**理解測驗**
a: 根據閱讀短文,朱熹是在哪部著作中解釋孔子所說的「以人治人」?
b: 閱讀短文中用書名號《》標出的書名或篇名有哪些?請全部列出。
c: 請從閱讀短文的最後一句之後往下續寫。

**閱讀短文**
_____
這個諺語的意思相當於中文的「以其人之道,還治其人之身」,現今用來表示以別人的方法來懲治別人,通常含有報復之意;亦即表示,對方採取怎樣的手段,我們就以怎樣的手段予以回擊。
然而,它的原意並非是如此咬牙切齒的。孔子在《中庸》第十三章中說「道不遠人」,並引用了《詩·豳風·伐柯》:
伐柯伐柯,其則不遠。(砍木材做斧柄,斧柄的樣本就在我手上)
孔子此例在說明,砍取做斧頭的木材到底要多長,樣本就是自己手中的斧頭,並不遙遠,「故君子以人治人,改而止。」(所以說君子治理人是拿人能知能行的法則教導人,直到他改正為止。)
南宋理學家朱熹(西元一一三?~一二??年)在《中庸集注》第十三章,解釋孔子所說的「以人治人」,說這句話意為「以其人之道,還治其人之身」——君子以人能夠了解和實行的法則來教導人。此即為成語「以其人之道,還治其人之身」的出處。
朱熹對後世的影響甚大,他所指定的「四書」、「五經」變成典範,應考科舉所皆必須熟讀,因而朱熹的注釋文人皆熟知。
到了後世,隨著通俗小說將古典經句有意無意的誤用,因而此句的原意被曲解了,變成現在我們所熟知的負面意義。例如清·陳忱《水滸後傳》第二十二回:「況這班奸黨,不知屈害多少忠良,以其人之道,還治其人之身,極是快心之事。」
(台北時報章厚明、林俐凱譯)
鄰居半夜兩點彈琴擾人清夢,我以其人之道還治其人之身,在清晨四點敲他的門,說他彈得很好。
(My neighbor woke me by playing the piano at two in the morning, just as I was having a wonderful dream. I gave him a taste of his own medicine, though, by knocking on his door at four and telling him I thought he played magnificently.)
英文練習
to give sb a taste of their own medicine
Aesop’s Fables, also known as the Aesopica, is a collection of fables attributed to a slave from ancient Greece named Aesop (620~564 BCE). One of these fables, The Cobbler Turned Doctor, tells the story of a failed cobbler who turns instead to selling a fake drug he claimed to be an antidote to all poisons. People believed him, and the cobbler was very successful. Then, one day, he himself fell ill.
_____
**資料節錄**

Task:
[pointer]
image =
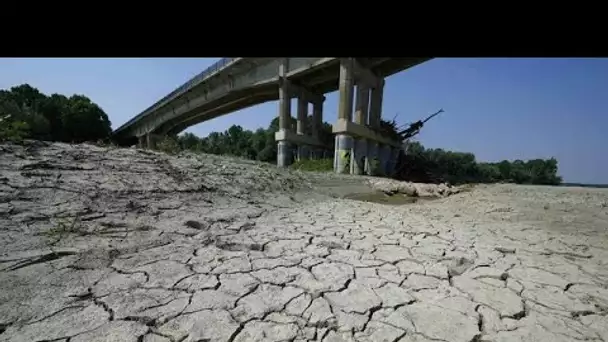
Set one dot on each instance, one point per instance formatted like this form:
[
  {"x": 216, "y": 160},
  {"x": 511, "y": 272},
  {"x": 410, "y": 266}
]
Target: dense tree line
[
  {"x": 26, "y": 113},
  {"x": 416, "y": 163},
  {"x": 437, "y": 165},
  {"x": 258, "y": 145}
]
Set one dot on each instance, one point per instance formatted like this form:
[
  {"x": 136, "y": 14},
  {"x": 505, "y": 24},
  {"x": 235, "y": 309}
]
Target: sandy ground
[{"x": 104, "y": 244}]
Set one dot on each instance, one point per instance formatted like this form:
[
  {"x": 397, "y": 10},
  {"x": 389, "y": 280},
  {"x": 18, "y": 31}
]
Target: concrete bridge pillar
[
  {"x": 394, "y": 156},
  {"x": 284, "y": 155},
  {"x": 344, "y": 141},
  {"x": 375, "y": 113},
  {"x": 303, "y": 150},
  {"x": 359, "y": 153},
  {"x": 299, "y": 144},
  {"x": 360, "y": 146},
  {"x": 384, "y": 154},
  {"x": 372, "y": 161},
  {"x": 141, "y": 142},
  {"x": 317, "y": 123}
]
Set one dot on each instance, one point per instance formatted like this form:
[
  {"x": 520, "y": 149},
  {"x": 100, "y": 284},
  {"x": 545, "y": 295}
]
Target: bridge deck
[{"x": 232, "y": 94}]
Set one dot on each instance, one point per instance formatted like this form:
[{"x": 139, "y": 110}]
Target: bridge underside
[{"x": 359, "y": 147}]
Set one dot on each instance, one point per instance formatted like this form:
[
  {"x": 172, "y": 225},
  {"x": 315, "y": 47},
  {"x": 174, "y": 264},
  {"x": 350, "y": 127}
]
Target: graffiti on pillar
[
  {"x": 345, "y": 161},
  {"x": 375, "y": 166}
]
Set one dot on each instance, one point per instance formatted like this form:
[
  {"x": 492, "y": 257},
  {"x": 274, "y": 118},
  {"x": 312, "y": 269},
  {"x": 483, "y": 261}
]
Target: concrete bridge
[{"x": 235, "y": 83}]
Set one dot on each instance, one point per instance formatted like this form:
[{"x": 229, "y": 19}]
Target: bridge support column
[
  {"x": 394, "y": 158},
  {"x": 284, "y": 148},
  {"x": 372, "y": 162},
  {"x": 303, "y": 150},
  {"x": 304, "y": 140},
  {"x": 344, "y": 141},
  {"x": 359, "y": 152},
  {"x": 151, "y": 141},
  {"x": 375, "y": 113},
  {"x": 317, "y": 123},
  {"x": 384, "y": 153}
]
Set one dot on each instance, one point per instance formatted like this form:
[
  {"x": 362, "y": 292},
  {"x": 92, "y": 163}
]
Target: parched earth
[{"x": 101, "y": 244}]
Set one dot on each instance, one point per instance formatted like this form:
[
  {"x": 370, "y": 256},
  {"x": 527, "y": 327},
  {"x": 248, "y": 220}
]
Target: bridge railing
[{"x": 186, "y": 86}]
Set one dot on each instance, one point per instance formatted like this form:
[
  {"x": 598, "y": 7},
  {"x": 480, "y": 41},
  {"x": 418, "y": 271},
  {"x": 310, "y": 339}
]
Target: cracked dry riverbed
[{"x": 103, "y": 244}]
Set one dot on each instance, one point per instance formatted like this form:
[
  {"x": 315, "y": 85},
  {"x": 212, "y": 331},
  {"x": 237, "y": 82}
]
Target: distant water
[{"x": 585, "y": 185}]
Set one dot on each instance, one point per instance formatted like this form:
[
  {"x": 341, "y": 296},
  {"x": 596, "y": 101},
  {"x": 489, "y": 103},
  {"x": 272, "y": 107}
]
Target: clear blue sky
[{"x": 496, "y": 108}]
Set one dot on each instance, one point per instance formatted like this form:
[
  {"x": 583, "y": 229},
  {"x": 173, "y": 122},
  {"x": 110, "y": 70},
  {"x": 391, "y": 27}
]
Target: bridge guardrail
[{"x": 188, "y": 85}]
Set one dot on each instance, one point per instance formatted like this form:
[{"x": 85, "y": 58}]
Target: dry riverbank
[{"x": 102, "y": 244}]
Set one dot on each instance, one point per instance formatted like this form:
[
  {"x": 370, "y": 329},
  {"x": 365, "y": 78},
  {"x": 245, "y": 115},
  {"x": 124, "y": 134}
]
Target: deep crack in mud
_____
**參考答案**
a: 《中庸集注》第十三章。

b: 《中庸》、《詩·豳風·伐柯》、《中庸集注》、《水滸後傳》

c:
The town’s governor, long suspicious of the cobbler’s claims, called for a cup to be brought, and mixed the antidote with water and pretended to add a dose of poison. He demanded the cobbler drink it. Scared of being poisoned, the cobbler declined, and confessed his drug was useless. The governor then addressed the people of the town, asking them how they could have trusted a man with their lives when they couldn’t even trust him to make them shoes.
The fable is probably the source of the proverb “give somebody a taste of their own medicine.” Today, this means to treat somebody in the same way that they have treated others, most often in the sense of gaining retribution or revenge.
The Chinese phrase 以其人之道,還治其人之身 is now used to mean punishing others using their own methods, often in the sense, again, of exacting revenge.
The original meaning of the phrase had none of this sense of retribution, however. In Chapter 13 of the Doctrine of the Mean, Confucius says 道不遠人 (“The Way is not far from man”), citing a line from the poem fa ke from the Odes of Bin section of the ancient Chinese classic the Book of Poetry, or shi jing, which goes:
伐柯伐柯,其則不遠。
“In hewing an axe-handle, in hewing an axe-handle, the pattern is not far off.”
Here, Confucius is illustrating the idea that, as one is wielding an axe to make another, it is easy to see how long the axe is meant to be, as the model is, quite literally, at hand. He says 故君子以人治人,改而止 (Therefore, the superior man governs men according to their nature, until they change what is wrong).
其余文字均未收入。